● Document section
====
Audrey Penn takes her one-woman educational program, the Writing Penn, into schools, libraries, and children's hospitals where she shapes and refines her story ideas in partnership with kids. She is also highly sought after as a conference keynote speaker by groups of teachers and other professionals who work with children. Ruth Harper was born in England, is a descendent of Sir Christopher Wren, and lived in six countries before coming to America. She has been an art teacher, where she wrote an accredited art curriculum, presented seminars on art education, been a guest illustrator at elementary schools, and has donated many works to fund-raising events.
PreS-Gr 3-Chester Raccoon is going to school for the first time and he's nervous. His mother reassures him, and places a kiss in the palm of his hand. Now it's a "kissing hand." Whenever he's lonely or afraid, he can place that hand on his cheek and feel his mother's kiss. Chester gives his mother a kissing hand as well, and heads off to school. This gently reassuring tale by Audrey Penn (Tanglewood, 1993) has been used for many years by parents to prepare young children for new experiences. Here it is performed by Heather Koren, with light, evocative, original background music and occasional sound effects. Owl-hoot page-turn signals are available on the first track. A sweet song has been added, with lyrics by the author, and music by Garth Koren. This gentle story will provide young listeners with a warm, fuzzy feeling of security. This presentation is best used for repeated exposure to the story. The first time should always be while snuggled on a parent's lap, with a kiss ready to be deposited on a small palm.-Teresa Bateman, Brigadoon Elementary School, Federal Way, WA Copyright 2007 Reed Business Information.
In her foreword to Penn's sugary tale about Chester, a young raccoon who would rather stay at home than go to school, Jean Kennedy Smith notes that the story is ``for any child who confronts a difficult situation, and for the child within each of us who sometimes needs reassurance.'' Its obvious message is delivered by Mrs. Raccoon, who tells her son that ``I know a wonderful secret that will make your nights at school seem as warm and cozy as your days at home.'' She then kisses his palm, and Chester feels the kiss ``rush from his hand, up his arm, and into his heart.'' Whenever he gets lonely, she advises, he is to press his hand to his cheek and ``that very kiss will jump to your face and fill you with toasty warm thoughts.'' As it may for youngsters in comparable situations, this ``secret'' works for Chester, who in turn kisses his mother's palm so that she, too, will be reassured. Sprinkled with hearts and flowers, Harper and Leak's paintings of the raccoons and their woodland habitat are pleasant if sentimental. Ages 3-8. (Mar.)
====
● Extracted material
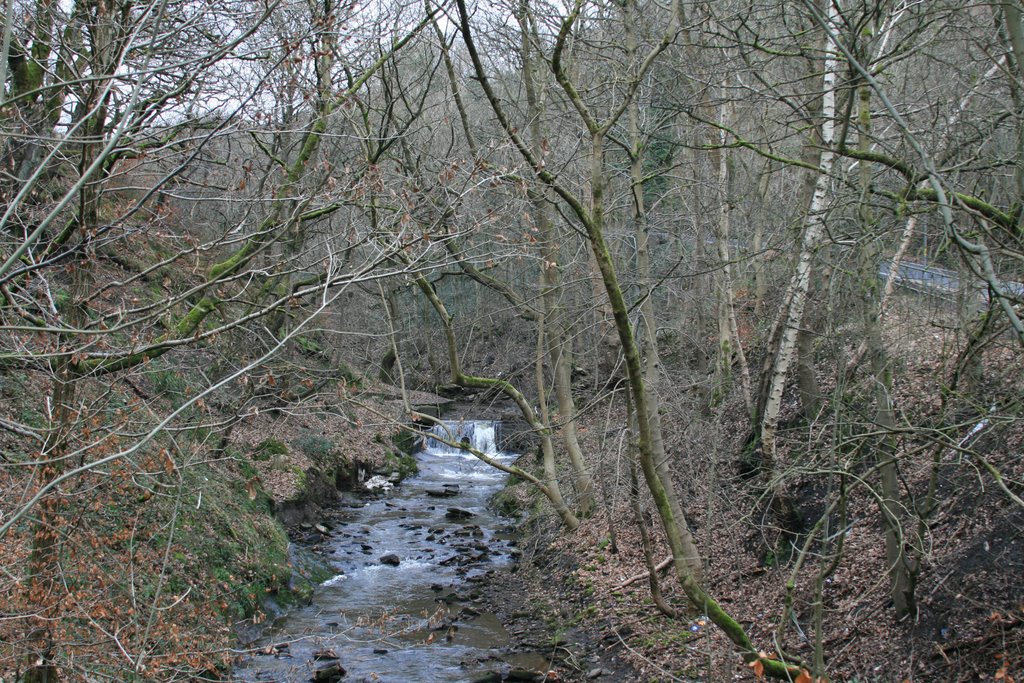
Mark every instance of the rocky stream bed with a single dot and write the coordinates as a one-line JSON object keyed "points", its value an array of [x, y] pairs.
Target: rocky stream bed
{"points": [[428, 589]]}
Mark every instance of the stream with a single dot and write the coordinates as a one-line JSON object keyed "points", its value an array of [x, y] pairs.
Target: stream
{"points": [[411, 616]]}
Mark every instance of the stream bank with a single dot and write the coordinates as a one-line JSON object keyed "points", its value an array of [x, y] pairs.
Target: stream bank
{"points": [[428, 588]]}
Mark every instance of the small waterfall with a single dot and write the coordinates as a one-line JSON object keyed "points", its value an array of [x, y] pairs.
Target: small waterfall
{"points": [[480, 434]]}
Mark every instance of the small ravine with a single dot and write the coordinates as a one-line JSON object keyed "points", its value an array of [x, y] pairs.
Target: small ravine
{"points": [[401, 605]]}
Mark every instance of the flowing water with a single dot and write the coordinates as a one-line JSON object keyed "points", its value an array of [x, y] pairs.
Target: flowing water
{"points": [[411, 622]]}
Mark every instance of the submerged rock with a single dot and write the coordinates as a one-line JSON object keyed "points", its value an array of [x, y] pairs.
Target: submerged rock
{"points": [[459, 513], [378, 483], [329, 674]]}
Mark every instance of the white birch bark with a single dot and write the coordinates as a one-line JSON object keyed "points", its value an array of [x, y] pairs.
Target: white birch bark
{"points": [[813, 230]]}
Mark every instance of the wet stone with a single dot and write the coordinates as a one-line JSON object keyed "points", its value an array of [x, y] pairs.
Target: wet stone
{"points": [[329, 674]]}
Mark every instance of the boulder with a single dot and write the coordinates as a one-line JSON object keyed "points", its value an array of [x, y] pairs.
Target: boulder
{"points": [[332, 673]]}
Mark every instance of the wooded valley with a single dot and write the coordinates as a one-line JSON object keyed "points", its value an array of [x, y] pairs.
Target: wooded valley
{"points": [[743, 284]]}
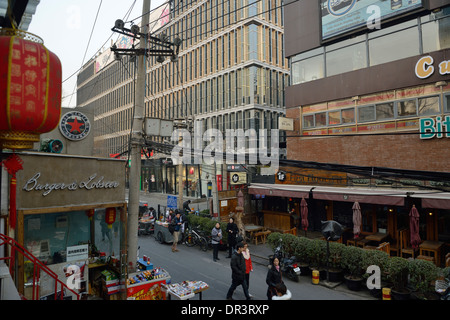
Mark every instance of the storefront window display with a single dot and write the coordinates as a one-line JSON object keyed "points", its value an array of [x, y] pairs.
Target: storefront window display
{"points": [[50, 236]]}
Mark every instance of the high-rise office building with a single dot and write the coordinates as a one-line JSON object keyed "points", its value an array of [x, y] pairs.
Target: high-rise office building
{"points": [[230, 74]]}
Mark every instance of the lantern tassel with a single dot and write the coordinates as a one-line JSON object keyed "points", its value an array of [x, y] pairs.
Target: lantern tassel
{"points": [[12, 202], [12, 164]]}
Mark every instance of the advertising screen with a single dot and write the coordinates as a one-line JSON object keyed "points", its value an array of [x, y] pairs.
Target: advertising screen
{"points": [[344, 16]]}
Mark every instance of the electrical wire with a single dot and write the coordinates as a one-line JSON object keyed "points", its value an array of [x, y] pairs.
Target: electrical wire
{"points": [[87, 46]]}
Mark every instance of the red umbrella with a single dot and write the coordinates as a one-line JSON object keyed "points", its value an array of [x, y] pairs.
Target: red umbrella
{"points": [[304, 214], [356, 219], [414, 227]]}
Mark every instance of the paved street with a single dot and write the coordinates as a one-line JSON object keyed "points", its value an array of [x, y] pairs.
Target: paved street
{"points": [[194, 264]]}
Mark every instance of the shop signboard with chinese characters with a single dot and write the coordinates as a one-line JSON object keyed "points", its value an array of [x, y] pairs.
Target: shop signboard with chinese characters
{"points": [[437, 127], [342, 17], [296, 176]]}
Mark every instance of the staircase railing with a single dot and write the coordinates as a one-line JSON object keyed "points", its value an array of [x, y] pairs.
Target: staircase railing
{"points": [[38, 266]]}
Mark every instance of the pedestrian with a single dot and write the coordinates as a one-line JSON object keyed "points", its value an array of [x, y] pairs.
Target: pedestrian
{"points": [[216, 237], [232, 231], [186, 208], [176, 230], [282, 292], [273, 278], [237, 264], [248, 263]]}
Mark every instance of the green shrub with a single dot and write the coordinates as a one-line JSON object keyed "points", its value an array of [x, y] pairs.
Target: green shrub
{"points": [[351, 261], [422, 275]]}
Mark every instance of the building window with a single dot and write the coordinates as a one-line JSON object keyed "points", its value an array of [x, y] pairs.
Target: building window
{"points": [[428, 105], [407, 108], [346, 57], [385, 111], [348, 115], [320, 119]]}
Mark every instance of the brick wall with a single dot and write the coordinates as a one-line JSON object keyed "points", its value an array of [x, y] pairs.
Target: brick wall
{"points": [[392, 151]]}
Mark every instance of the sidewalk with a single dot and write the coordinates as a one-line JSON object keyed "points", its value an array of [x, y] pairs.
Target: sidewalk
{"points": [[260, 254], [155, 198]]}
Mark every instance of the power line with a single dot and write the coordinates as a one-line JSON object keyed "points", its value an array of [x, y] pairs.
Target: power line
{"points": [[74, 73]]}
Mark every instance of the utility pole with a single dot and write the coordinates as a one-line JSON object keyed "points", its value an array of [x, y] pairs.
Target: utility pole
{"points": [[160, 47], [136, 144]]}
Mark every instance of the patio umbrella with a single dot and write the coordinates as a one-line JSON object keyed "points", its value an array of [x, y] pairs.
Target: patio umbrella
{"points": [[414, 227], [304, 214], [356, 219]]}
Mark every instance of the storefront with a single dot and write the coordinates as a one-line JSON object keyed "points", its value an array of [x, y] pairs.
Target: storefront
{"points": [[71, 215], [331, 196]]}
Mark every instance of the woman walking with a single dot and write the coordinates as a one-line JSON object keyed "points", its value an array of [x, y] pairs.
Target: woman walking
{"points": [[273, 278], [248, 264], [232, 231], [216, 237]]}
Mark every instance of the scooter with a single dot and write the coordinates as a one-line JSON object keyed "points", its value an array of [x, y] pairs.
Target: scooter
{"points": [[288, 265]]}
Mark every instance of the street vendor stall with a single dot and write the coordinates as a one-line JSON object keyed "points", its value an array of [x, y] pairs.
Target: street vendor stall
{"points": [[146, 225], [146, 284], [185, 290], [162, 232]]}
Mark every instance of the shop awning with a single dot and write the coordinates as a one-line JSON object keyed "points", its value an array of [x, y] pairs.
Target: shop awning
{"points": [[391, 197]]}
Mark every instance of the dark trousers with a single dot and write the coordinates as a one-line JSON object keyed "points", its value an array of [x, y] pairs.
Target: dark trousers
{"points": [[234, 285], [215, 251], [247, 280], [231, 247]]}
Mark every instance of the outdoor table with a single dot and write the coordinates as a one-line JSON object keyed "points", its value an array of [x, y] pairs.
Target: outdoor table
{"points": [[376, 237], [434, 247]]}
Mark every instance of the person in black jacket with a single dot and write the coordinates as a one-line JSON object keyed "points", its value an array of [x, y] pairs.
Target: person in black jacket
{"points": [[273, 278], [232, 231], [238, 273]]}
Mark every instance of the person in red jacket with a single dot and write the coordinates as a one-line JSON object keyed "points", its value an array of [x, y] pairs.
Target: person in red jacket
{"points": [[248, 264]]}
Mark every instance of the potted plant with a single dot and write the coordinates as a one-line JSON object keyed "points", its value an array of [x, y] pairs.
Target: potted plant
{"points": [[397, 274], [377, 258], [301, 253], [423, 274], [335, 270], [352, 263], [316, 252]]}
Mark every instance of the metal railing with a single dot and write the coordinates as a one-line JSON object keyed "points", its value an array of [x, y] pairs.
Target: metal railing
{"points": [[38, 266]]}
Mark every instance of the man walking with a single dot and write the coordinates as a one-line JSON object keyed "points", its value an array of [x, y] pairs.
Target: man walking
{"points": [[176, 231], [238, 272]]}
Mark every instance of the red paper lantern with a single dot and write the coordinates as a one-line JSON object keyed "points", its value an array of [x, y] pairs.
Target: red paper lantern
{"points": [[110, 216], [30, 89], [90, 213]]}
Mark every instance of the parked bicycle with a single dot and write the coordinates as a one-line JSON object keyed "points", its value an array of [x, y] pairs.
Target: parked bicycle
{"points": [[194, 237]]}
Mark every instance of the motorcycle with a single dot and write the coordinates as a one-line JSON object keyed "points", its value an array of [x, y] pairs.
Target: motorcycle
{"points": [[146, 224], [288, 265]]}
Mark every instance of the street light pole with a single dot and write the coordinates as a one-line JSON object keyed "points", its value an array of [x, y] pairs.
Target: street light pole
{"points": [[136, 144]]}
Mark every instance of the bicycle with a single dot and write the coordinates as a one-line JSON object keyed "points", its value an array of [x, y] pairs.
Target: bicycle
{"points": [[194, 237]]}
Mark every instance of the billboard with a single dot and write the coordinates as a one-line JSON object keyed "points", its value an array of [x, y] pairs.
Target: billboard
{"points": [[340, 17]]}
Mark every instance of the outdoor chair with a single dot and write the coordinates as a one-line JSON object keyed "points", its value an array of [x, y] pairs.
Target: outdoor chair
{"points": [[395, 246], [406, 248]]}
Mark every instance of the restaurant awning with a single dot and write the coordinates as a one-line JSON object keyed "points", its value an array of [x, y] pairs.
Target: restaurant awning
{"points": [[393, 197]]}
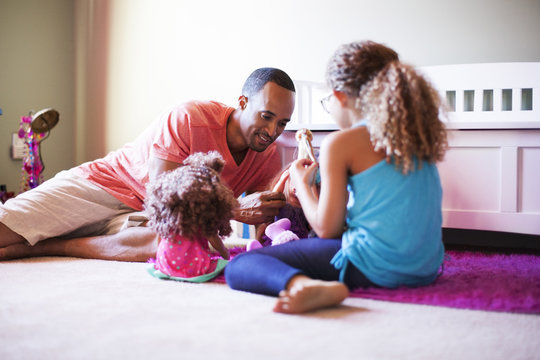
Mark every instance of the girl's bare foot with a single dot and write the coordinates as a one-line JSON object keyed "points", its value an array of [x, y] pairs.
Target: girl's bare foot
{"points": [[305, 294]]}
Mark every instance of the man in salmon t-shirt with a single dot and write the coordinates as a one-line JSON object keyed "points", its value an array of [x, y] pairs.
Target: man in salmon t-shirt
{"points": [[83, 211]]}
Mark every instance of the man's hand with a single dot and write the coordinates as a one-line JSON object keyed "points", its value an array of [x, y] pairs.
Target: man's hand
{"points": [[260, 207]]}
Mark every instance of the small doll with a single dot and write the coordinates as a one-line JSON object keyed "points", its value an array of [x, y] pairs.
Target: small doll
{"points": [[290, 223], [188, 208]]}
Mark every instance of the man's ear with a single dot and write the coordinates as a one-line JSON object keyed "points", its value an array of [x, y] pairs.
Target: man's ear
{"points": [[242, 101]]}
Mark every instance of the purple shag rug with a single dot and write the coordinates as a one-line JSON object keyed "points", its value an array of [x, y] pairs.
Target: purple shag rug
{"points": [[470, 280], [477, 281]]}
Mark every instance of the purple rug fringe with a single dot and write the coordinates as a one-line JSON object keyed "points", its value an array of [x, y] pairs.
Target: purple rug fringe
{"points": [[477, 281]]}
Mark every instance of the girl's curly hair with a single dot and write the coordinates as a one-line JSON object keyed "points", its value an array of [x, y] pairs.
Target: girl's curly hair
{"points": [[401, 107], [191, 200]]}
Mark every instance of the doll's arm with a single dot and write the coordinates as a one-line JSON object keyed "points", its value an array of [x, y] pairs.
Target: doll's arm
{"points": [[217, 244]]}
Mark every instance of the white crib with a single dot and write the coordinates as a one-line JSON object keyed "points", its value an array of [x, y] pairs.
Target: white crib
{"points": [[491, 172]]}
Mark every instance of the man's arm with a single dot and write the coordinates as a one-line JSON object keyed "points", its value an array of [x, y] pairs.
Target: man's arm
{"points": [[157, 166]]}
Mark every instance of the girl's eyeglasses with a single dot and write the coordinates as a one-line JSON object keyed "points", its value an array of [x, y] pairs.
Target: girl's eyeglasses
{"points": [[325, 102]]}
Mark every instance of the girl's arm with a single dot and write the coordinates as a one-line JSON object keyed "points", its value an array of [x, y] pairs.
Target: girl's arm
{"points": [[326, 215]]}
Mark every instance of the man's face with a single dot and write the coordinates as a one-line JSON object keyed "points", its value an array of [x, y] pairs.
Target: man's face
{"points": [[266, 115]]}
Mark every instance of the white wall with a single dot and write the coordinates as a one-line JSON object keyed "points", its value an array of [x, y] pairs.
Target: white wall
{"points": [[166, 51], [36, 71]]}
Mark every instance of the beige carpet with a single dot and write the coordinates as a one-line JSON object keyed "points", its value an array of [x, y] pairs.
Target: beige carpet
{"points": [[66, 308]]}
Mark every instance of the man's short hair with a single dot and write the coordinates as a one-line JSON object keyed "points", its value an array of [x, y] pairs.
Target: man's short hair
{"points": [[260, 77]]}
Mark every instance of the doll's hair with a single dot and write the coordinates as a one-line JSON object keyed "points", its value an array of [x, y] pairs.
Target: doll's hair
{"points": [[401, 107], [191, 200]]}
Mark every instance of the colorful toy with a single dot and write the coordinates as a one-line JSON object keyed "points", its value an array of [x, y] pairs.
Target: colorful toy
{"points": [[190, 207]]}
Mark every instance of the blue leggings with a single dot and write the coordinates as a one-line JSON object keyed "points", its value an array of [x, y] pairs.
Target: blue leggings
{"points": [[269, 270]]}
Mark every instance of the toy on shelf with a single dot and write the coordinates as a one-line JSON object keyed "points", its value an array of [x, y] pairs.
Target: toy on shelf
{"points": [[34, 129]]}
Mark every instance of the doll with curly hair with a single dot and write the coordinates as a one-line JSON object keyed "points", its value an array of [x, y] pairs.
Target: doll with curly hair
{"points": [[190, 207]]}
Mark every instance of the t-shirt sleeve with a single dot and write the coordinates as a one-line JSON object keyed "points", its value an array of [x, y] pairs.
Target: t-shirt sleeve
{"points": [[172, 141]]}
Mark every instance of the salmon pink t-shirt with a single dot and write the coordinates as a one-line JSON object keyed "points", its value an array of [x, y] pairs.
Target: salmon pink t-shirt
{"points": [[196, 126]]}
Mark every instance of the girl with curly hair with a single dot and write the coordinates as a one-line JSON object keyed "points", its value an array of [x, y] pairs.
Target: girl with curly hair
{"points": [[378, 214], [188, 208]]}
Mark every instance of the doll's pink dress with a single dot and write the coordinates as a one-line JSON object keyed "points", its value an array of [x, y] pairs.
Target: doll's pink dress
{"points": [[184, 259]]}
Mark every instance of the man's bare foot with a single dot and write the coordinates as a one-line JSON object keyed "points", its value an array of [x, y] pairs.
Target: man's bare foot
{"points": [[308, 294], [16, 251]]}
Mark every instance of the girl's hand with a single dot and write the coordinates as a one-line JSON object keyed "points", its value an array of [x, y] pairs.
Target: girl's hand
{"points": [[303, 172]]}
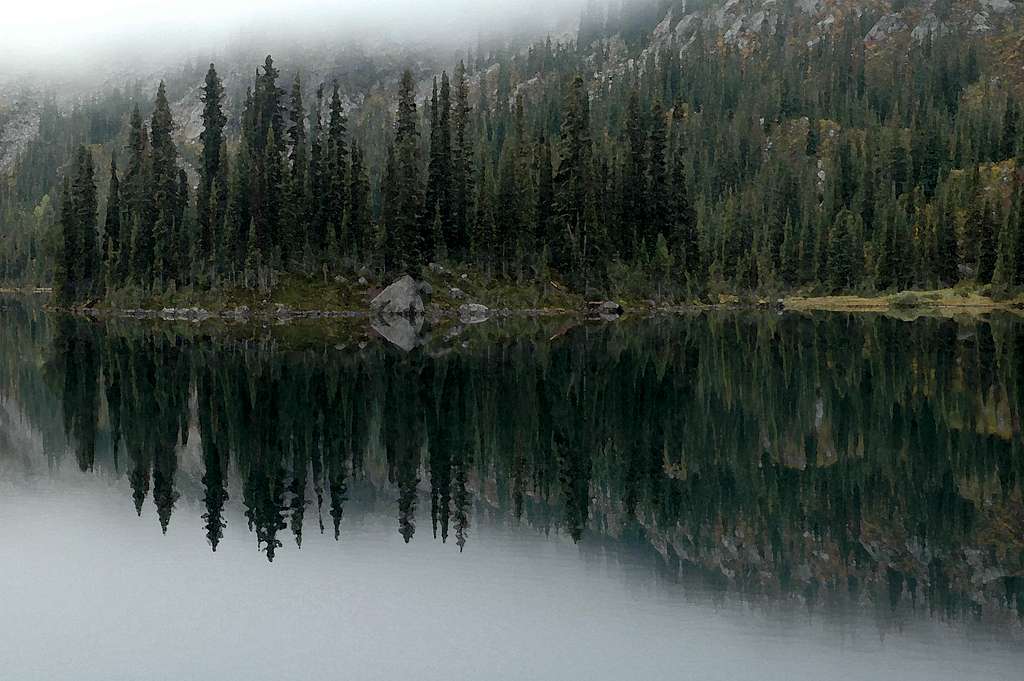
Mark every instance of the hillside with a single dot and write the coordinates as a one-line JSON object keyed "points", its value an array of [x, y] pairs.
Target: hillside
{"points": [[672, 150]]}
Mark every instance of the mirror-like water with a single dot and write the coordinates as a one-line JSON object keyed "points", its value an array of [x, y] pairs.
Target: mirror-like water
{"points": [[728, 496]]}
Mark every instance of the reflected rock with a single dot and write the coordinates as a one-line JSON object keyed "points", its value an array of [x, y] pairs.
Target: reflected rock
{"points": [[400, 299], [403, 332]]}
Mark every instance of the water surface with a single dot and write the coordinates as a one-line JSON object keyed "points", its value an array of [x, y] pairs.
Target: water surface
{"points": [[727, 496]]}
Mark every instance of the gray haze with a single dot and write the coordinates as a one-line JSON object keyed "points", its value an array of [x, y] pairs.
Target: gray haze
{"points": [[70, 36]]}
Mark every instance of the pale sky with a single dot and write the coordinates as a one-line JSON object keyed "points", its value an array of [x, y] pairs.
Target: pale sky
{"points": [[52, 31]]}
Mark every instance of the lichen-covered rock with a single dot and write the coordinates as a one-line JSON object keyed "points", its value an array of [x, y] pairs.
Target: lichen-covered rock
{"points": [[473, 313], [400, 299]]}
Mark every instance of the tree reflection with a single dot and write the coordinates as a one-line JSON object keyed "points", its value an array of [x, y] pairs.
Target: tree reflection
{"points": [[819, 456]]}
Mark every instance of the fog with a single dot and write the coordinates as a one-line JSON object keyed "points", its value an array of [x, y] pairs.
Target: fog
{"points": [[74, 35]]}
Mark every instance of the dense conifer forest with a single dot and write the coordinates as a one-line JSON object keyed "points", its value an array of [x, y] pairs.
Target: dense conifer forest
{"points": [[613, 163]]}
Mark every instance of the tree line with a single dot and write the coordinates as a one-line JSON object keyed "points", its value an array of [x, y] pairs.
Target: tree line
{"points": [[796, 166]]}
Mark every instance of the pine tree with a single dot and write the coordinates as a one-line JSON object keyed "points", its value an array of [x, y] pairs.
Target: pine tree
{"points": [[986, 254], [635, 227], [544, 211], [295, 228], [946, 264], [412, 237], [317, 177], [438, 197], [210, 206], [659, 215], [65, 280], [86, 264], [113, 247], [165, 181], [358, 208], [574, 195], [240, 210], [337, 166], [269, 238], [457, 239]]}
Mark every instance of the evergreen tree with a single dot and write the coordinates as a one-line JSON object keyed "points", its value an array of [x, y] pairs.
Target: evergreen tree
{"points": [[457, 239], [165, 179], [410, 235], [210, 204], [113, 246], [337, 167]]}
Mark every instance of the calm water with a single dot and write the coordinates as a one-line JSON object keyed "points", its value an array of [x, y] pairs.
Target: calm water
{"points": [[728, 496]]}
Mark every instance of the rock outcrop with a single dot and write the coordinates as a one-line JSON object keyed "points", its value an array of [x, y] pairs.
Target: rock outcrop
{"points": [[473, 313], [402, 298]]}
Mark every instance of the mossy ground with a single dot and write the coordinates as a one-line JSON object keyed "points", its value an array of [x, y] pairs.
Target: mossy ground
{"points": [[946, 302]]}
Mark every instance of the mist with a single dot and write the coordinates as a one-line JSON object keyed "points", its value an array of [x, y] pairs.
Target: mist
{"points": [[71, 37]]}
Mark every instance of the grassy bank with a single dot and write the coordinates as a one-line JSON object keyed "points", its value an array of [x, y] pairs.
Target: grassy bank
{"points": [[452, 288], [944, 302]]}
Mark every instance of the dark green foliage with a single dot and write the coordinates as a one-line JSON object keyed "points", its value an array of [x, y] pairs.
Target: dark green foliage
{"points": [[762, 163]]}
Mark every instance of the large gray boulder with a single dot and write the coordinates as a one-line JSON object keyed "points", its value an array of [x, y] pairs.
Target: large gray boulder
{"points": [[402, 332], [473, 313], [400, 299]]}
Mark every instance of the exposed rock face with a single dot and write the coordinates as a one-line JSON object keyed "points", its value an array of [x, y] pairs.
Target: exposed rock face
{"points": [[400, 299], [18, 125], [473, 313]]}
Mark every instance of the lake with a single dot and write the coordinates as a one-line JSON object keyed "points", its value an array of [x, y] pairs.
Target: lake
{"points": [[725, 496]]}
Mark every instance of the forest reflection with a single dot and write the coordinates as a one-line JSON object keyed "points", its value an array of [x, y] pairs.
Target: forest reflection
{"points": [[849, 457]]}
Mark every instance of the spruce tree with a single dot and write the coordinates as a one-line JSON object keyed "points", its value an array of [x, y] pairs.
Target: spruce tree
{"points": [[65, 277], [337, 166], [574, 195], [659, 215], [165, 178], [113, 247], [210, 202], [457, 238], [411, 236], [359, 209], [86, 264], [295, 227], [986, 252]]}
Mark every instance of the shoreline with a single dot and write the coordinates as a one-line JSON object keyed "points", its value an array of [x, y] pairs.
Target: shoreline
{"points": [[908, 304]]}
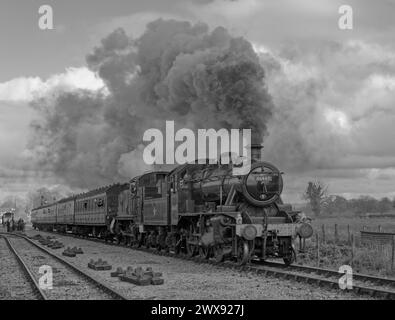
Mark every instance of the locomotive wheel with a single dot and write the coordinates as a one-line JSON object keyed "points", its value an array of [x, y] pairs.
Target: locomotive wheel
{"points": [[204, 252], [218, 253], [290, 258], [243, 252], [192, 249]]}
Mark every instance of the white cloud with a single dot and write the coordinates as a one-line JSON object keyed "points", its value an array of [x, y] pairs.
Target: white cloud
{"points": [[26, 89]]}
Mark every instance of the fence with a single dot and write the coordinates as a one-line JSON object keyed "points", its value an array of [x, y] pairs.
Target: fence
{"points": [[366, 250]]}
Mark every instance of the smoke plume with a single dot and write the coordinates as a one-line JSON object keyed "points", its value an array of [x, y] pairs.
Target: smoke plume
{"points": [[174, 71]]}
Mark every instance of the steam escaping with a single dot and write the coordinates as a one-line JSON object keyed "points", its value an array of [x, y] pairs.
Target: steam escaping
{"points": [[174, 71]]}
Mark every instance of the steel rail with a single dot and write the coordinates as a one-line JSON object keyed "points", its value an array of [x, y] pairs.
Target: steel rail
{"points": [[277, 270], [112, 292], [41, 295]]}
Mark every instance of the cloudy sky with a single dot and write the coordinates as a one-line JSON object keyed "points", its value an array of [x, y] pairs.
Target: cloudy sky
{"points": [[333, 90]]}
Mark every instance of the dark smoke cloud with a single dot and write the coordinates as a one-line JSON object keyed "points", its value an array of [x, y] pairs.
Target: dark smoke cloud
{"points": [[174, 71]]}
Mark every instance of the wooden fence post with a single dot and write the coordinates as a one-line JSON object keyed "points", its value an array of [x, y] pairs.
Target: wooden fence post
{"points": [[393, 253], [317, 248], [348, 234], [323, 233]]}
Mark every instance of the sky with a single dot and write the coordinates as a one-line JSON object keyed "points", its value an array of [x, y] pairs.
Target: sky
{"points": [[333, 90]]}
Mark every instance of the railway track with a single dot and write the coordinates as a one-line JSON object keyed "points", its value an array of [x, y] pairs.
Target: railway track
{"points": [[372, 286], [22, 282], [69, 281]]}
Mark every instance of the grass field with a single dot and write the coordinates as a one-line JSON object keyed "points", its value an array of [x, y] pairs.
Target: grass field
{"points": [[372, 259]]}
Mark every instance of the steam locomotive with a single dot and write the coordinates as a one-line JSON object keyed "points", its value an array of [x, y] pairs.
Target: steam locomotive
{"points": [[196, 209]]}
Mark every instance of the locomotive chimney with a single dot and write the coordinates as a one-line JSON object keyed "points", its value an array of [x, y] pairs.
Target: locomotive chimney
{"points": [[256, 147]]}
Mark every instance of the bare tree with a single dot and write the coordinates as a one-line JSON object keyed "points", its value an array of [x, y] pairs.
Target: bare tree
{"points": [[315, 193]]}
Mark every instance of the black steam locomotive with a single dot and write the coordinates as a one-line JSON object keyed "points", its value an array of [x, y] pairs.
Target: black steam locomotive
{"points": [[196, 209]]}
====
From the text on the Chester Raccoon story, copy the passage starting at "Audrey Penn takes" and ending at "to fund-raising events.".

● Answer for this exercise
Audrey Penn takes her one-woman educational program, the Writing Penn, into schools, libraries, and children's hospitals where she shapes and refines her story ideas in partnership with kids. She is also highly sought after as a conference keynote speaker by groups of teachers and other professionals who work with children. Ruth Harper was born in England, is a descendent of Sir Christopher Wren, and lived in six countries before coming to America. She has been an art teacher, where she wrote an accredited art curriculum, presented seminars on art education, been a guest illustrator at elementary schools, and has donated many works to fund-raising events.